[Start of SELECTED TEXT]

It’s hard for me to start writing about this movie since it’s one of my favorites and mixes so many emotions form. As a witch, some of the things portrayed are so accurate that I found myself pulled in deeper.

Er, not the homicidal part. Just to be clear.

I am going to give you fair warning here as well – the movie does open with a particularly disturbing suicide scene so if that is something that may prove traumatizing – be advised.

The heart of this movie actually centers on the meaning of family and traditional customers. The main protagonist, Dani, is pulled straight from a time of grief into a foreign land that, piece by piece, is offering her a new form of family.

In doing this, it also sheds a light on some of the more callus and vulgar entitlements that some men feel should just be accepted.

The secondary use of hallucinogens allows us to some of Dani’s revelations through nature itself. Sometimes the grass seems to grow through her and sometimes the flowers seem to breathe alone with her, pulling her into this new land and family.

SPOILERS FROM THIS POINT!

Dani’s rise through the community is something to note. Unlike the other people Pelle brough, she has this open wonder. By the time we get to the May Pole Dance, she’s dressed like them and being eagerly welcome.

Becoming the May Queen, one of the other women tells her “you are the family now.” This statement solidifies that this family is where Dani can truly be loved.

WHich is why, to me, the smile at the end is because the metaphorical chains that held her, were now burned into ash.

[End of SELECTED TEXT]
[Start of DATA LISTING]

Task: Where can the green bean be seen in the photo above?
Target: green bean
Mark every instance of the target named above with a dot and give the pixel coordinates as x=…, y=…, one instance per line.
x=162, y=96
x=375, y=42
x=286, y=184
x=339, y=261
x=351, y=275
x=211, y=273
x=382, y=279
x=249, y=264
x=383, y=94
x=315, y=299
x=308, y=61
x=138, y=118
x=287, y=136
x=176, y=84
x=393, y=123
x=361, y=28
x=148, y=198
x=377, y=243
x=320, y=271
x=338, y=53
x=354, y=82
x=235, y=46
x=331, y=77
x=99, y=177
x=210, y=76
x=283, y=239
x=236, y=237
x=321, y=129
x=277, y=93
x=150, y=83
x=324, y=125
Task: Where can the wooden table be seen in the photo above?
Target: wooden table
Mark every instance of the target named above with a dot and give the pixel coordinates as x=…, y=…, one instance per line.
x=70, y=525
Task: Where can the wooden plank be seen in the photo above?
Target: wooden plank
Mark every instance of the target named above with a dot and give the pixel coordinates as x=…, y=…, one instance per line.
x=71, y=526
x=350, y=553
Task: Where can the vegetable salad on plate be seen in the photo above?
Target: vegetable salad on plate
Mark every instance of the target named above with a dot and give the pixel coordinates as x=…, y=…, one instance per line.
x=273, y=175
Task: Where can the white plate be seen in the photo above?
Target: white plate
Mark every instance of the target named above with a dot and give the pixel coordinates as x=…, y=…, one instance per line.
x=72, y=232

[End of DATA LISTING]

[THE PROBLEM]
Return, word for word, the passage of the movie review above starting at "Er, not the" and ending at "traumatizing – be advised.".

[EXERCISE RESULT]
Er, not the homicidal part. Just to be clear.

I am going to give you fair warning here as well – the movie does open with a particularly disturbing suicide scene so if that is something that may prove traumatizing – be advised.